DETALHES DO PROBLEMA
Repita sem alterações o trecho do texto sobre Marc Ferrez que começa em "Grande parte desse" e termina em "registrado pelo fotógrafo.".

TEXTO FORNECIDO
É sempre bom redimensionar a importância do pioneiro da arte fotográfica num país em que pontificam grandes profissionais, com trabalhos reconhecidos internacionalmente. Estamos falando de Marc Ferrez, o primeiro fotógrafo brasileiro a obter reconhecimento tanto por sua atuação na construção de registros imagéticos para a memória histórica nacional quanto pela contribuição no desenvolvimento de tecnologias e linguagens. Para celebrar e dar visibilidade a um nome maiúsculo como o de Ferrez, o Instituto Moreira Salles (IMS) faz circular por suas unidades em todo o país a exposição “Território e Imagem”, que chegou ao Rio de Janeiro em dezembro e pode ser visitada até 15 de março.

Marc Ferrez era filho de uma família que veio para o Brasil no início do século XIX com a Missão Artística Francesa, liderada pelo pintor Jean Baptiste Debret. Nasceu em 1843 na então capital do Império. Com a morte dos pais, foi criado entre o Rio de Janeiro e Paris, onde provavelmente tomou contato com a fotografia, que desenvolveu ao longo de todo aquele século, ajudando a inventar e desenvolver equipamentos capazes de realizar imagens como as grandes paisagens de sua cidade natal, que lhe deram notoriedade e prêmios. Ganhou em 1876 sua primeira medalha de ouro internacional na Exposição Universal da Filadélfia (EUA), com uma fotografia de paisagem do Rio que depois criticaria pela precariedade técnica.

Ao longo de todo aquele século, fez parte de missões científicas e artísticas, fotografou para a Marinha, assinou os primeiros registros de várias etnias indígenas, como os Bororo, viajou de norte a sul do país, auferindo uma coleção de milhões de negativos. Também empreendeu, abrindo uma loja no Rio de Janeiro. Chegou a perder todo o acervo num incêndio, mas aos poucos reconstruiu a história que vinha ajudando a escrever.

Grande parte desse acervo de negativos de vidro e obras produzidas por Marc Ferrez pertence hoje ao Instituto Moreira Salles, que o adquiriu, em 1998, de seu neto, o pesquisador Gilberto Ferrez. A coleção possui mais de 15 mil originais, leva o nome do neto e está disponível online, pelo site do IMS. Uma seleção de 300 delas integra a mostra “Território e Imagem”, focando justamente esse viés geográfico e antropológico presente no imenso universo registrado pelo fotógrafo.

DADOS EXTRAÍDOS
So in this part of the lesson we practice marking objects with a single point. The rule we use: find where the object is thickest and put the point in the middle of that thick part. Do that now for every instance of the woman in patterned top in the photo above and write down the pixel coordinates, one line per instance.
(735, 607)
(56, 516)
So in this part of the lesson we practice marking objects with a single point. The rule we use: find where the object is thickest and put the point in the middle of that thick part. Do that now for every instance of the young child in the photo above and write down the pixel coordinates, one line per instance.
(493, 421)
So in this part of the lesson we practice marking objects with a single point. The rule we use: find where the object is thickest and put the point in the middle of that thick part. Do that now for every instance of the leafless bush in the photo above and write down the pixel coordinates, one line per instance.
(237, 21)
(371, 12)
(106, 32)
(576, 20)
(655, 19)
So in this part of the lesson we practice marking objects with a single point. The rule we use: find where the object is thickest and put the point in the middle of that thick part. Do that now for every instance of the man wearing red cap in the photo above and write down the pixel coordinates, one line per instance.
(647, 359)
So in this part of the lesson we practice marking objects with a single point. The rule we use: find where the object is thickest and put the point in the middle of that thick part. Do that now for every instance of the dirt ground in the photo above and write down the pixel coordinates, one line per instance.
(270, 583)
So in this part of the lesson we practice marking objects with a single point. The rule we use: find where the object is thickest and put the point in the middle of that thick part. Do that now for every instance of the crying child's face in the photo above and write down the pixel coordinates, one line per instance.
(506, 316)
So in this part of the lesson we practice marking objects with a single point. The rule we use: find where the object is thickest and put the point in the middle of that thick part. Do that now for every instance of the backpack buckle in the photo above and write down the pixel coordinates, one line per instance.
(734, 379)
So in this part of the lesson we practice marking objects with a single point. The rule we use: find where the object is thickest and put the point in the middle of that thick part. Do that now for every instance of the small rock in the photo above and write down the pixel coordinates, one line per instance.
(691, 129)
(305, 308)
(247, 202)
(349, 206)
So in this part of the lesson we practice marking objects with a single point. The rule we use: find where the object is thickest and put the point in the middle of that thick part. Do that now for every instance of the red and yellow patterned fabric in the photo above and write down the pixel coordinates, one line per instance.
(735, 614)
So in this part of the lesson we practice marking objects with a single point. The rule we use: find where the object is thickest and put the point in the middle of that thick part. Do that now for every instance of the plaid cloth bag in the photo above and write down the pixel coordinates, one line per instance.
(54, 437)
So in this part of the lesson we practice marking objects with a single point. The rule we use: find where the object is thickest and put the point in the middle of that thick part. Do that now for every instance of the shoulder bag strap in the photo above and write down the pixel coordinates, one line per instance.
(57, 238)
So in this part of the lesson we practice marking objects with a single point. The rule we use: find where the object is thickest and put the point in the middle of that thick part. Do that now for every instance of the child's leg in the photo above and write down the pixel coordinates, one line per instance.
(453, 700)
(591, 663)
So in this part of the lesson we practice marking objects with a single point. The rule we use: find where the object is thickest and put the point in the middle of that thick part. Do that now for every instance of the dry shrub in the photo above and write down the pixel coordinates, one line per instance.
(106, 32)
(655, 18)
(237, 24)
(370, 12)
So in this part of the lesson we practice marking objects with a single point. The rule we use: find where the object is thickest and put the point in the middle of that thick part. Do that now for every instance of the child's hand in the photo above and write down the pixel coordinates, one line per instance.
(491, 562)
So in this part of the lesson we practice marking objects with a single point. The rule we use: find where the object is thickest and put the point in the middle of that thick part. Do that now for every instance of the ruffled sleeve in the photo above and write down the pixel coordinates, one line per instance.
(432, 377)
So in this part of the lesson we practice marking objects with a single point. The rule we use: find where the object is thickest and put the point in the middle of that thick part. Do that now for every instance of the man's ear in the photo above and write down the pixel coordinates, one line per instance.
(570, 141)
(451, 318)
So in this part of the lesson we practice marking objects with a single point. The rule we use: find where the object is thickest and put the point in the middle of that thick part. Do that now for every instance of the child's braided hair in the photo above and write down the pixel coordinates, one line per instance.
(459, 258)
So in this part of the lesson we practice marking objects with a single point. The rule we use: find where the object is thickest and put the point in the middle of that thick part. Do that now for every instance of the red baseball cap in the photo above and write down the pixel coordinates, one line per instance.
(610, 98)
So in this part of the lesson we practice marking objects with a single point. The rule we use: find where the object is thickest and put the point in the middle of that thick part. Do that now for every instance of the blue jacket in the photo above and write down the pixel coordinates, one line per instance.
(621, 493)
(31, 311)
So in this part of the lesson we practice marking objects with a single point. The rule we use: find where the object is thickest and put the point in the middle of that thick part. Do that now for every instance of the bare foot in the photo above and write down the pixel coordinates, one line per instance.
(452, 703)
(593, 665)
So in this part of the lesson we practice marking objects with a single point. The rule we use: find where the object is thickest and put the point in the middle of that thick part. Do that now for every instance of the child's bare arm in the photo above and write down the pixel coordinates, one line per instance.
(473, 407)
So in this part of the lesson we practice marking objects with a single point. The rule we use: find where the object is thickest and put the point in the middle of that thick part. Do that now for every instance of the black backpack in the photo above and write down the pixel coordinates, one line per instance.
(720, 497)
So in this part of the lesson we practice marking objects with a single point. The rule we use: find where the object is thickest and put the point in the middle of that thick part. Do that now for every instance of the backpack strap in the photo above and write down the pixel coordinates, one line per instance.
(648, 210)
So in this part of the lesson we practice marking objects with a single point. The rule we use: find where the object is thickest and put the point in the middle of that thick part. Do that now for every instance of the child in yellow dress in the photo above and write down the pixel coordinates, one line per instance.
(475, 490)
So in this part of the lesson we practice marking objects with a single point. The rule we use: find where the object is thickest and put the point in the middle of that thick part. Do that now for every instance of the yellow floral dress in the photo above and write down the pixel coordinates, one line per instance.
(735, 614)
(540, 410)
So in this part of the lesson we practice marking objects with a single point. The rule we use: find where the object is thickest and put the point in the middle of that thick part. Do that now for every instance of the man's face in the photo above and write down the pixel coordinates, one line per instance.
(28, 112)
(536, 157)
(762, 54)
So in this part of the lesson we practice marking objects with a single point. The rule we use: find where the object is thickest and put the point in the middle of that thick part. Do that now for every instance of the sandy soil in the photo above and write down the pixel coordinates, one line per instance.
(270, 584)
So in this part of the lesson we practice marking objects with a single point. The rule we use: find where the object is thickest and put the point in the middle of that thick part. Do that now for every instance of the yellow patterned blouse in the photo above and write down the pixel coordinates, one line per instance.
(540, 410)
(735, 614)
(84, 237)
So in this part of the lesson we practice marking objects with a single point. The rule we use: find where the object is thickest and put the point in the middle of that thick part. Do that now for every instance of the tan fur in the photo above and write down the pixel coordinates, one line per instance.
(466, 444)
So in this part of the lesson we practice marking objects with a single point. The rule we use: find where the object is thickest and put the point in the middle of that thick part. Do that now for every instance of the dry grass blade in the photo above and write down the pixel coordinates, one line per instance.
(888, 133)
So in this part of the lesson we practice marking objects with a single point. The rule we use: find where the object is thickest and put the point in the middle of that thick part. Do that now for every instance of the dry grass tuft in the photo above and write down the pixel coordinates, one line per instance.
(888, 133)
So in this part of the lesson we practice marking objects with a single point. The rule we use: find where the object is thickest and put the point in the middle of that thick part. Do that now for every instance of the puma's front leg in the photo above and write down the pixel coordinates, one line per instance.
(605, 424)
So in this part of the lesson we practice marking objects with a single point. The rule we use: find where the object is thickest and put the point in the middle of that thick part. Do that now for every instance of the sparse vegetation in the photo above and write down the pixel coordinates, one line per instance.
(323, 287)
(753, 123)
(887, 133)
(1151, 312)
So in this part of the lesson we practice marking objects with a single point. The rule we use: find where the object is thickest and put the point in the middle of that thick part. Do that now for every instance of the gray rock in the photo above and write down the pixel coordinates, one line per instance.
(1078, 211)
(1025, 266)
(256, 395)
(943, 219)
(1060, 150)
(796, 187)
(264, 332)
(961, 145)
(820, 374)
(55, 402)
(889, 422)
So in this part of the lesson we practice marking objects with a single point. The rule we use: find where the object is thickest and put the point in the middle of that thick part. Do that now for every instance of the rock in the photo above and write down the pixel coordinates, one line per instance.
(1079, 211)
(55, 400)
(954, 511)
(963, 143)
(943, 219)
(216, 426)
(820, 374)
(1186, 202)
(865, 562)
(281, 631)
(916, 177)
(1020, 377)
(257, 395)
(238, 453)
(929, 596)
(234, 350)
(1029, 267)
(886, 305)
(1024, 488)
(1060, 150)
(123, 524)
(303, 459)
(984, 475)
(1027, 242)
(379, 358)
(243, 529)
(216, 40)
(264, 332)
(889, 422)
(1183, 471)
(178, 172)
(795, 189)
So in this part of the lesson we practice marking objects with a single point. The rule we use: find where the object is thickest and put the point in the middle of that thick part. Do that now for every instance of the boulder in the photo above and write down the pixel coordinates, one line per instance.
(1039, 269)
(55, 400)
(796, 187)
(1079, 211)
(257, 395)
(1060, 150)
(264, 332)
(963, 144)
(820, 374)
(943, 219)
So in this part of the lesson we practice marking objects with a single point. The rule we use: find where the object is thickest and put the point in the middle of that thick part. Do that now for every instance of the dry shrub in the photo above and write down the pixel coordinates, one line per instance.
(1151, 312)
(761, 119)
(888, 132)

RESULTADO DO EXERCÍCIO
Grande parte desse acervo de negativos de vidro e obras produzidas por Marc Ferrez pertence hoje ao Instituto Moreira Salles, que o adquiriu, em 1998, de seu neto, o pesquisador Gilberto Ferrez. A coleção possui mais de 15 mil originais, leva o nome do neto e está disponível online, pelo site do IMS. Uma seleção de 300 delas integra a mostra “Território e Imagem”, focando justamente esse viés geográfico e antropológico presente no imenso universo registrado pelo fotógrafo.